**Task**. Beginning with the line containing "Place one point on every instance of the mountain ridge" and ending with the last line, repeat the records exactly.

**Available data**.
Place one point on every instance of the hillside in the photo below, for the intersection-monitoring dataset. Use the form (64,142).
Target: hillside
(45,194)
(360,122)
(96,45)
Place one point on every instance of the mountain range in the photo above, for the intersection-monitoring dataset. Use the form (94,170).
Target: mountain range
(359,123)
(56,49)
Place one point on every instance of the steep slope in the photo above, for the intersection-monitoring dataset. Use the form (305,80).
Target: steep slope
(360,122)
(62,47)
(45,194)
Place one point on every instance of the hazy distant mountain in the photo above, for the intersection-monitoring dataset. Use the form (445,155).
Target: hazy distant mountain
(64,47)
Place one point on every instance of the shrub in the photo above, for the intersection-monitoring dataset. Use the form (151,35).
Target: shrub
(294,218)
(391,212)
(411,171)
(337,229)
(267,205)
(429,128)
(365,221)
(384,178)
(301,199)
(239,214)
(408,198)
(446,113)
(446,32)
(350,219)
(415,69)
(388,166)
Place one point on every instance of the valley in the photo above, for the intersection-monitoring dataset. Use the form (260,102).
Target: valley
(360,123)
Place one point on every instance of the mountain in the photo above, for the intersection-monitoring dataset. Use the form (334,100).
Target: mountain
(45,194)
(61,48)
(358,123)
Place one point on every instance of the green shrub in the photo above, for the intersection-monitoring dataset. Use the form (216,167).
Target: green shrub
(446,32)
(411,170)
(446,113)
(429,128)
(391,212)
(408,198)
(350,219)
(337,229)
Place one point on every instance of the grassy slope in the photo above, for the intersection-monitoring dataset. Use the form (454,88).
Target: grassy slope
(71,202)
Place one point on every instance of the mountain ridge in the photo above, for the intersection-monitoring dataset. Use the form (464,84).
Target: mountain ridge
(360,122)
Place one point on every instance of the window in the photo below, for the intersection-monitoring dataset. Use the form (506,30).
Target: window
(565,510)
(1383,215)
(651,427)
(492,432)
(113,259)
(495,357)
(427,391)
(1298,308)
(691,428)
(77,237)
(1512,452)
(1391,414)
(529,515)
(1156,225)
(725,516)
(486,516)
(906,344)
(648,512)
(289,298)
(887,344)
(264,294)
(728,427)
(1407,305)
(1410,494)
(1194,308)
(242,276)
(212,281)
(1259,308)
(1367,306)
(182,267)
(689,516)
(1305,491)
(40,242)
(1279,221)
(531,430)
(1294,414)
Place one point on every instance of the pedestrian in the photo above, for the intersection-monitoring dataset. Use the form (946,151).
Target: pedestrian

**Task answer**.
Place one point on every instance of the mountain ridge in the photo above, for the intersection-monitoring dataset. Use the form (464,84).
Target: mountain ridge
(360,122)
Place one point on every instance of the window in the photo below, for the intersection-monitoring dataset. Use the form (506,30).
Target: window
(565,510)
(1383,215)
(651,427)
(492,432)
(113,259)
(495,357)
(427,391)
(1298,308)
(691,428)
(77,237)
(1512,452)
(1391,414)
(529,515)
(1156,225)
(725,516)
(486,516)
(906,344)
(648,512)
(289,298)
(887,344)
(264,294)
(728,427)
(1407,305)
(1410,494)
(1194,308)
(242,276)
(212,281)
(1259,308)
(1367,306)
(182,267)
(689,516)
(1305,491)
(40,242)
(1279,221)
(531,430)
(1294,414)
Place one point on every instance of the pedestrian in the photo above, for the intersection-monitoring dataset. Use the form (946,151).
Target: pedestrian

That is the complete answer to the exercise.